▶ [Task objective]:
Rewrite these lines with every "light patch" changed to "bright patch", keeping everything else the same. Leave the pictures out.
-- Start --
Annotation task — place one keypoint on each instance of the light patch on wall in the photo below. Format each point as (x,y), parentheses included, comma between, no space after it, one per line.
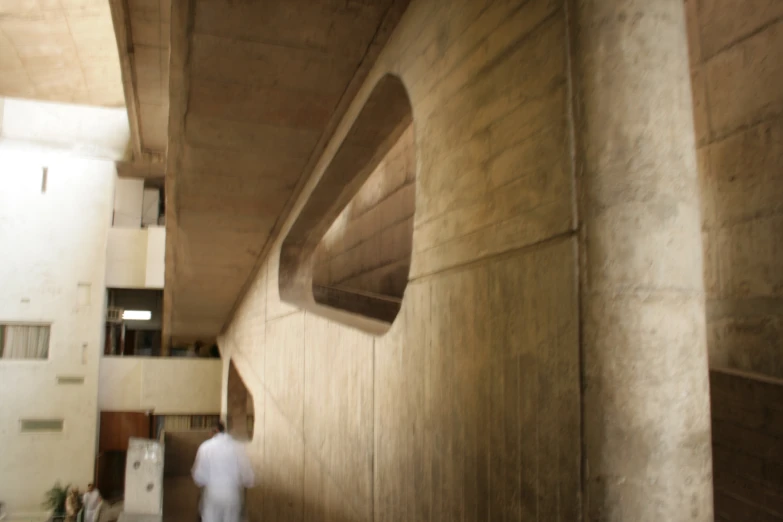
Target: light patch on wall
(70,379)
(83,294)
(41,425)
-- End --
▶ [Reply]:
Annotation task — place one keypoint on each instance of the bright patch on wall in the photo below. Format each point as (x,y), parentheses included, comma between, no space after it, one per line.
Target: bright patch on wall
(70,379)
(83,294)
(41,425)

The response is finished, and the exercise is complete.